ACTION ITEM:
Of the entries below, return exactly those lines that fall between the one containing "positive clicks: (240, 86) (115, 225)" and the one containing "box: [0, 0, 395, 259]", the two end lines included.

Segment Start: DATA

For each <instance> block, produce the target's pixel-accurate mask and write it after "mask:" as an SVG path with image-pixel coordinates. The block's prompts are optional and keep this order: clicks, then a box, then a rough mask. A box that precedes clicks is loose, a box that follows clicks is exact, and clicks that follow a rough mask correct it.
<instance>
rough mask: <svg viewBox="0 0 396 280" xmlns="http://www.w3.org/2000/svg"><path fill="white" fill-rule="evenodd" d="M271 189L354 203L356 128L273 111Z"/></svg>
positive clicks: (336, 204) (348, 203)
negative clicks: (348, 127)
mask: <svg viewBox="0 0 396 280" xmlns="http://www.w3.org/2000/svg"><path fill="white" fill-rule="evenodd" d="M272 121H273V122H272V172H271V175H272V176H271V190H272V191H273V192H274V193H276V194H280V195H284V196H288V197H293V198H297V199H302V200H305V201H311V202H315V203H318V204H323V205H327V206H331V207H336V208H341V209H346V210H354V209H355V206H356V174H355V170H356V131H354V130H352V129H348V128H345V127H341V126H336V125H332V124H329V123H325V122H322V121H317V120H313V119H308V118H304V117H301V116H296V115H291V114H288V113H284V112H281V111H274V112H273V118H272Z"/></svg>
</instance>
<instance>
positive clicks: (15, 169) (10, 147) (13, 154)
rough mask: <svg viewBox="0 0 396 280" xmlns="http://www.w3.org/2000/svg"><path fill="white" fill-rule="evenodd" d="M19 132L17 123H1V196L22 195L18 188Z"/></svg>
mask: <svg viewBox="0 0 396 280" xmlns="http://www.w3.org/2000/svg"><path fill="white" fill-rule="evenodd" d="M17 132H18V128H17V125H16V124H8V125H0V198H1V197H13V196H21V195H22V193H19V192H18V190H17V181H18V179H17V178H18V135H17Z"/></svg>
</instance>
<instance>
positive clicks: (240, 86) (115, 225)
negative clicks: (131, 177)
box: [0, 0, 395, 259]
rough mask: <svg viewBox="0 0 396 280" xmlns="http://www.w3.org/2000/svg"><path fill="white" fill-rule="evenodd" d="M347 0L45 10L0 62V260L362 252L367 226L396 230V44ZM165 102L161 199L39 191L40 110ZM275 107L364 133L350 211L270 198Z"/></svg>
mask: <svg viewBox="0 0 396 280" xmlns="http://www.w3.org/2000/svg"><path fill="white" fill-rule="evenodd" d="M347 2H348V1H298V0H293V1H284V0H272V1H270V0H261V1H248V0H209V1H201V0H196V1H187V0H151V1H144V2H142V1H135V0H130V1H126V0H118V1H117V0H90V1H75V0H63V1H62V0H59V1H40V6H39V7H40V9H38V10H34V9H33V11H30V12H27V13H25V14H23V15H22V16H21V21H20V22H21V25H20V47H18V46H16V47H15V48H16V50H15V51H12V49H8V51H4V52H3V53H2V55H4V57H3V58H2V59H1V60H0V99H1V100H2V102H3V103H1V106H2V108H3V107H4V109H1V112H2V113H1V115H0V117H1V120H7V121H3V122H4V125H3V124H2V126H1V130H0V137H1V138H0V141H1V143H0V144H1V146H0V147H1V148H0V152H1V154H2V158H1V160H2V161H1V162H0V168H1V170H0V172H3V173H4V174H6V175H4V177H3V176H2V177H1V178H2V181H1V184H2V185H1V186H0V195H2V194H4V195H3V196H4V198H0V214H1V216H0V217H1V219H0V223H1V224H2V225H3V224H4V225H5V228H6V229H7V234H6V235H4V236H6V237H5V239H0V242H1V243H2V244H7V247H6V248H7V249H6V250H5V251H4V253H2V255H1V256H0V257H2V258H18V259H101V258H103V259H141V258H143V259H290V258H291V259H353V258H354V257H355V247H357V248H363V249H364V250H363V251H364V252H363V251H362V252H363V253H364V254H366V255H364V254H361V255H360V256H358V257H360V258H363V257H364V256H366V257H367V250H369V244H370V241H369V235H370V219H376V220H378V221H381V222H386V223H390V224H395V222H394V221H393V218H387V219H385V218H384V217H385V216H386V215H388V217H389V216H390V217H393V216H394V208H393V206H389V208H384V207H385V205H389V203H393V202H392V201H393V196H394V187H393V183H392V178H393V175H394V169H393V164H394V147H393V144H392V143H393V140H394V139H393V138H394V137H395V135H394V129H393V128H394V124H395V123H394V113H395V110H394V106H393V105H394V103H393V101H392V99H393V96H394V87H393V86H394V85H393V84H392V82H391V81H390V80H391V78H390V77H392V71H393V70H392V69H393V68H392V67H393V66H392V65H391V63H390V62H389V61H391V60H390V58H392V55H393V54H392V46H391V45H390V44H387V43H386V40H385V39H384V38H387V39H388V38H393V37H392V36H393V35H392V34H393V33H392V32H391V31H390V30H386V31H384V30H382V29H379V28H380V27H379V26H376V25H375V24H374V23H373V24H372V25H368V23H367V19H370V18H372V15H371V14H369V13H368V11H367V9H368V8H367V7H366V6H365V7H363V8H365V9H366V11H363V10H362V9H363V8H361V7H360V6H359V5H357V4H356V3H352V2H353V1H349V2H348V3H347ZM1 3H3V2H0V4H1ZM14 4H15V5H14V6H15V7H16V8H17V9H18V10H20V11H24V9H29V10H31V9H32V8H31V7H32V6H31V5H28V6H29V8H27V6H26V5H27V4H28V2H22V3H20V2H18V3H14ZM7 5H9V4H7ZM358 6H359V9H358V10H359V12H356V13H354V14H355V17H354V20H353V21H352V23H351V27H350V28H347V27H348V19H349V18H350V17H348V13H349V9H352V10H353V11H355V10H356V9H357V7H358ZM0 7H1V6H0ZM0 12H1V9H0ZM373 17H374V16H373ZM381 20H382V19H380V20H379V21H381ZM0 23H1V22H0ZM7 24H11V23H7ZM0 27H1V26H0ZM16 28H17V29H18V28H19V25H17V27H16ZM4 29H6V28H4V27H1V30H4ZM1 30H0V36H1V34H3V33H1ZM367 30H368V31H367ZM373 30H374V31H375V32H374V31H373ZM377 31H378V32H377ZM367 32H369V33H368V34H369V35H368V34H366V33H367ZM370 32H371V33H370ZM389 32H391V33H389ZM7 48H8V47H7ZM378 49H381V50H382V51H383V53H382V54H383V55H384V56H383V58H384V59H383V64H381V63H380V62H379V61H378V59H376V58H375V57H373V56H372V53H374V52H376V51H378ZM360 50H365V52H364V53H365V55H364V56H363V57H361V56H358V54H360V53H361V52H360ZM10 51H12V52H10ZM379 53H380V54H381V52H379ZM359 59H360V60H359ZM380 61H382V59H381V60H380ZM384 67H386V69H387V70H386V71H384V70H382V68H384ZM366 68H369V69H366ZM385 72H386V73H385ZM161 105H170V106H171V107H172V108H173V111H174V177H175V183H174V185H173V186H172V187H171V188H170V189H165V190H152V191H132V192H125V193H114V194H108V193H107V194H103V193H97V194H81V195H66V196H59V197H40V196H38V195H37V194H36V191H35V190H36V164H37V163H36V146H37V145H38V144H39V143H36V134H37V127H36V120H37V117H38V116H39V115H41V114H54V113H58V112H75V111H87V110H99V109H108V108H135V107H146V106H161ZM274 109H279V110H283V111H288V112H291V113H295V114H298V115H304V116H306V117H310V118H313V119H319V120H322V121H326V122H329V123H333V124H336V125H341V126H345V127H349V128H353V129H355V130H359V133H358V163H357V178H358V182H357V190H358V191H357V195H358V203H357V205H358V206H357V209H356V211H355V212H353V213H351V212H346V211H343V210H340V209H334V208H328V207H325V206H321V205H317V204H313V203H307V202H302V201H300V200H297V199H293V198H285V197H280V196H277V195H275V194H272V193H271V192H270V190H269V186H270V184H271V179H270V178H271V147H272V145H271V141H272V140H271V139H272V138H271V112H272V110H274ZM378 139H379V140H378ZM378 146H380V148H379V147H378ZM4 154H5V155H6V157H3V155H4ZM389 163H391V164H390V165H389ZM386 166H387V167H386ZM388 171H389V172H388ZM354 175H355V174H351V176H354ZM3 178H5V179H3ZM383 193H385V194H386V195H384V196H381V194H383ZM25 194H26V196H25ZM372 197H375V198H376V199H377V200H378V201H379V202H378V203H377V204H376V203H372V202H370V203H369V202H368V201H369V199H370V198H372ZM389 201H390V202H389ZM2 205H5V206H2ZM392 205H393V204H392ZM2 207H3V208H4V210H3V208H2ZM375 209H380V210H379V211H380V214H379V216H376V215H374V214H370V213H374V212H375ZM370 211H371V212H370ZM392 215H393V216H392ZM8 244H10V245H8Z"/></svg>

Segment End: DATA

EXPECTED OUTPUT:
positive clicks: (240, 86) (115, 225)
negative clicks: (131, 177)
box: [0, 0, 395, 259]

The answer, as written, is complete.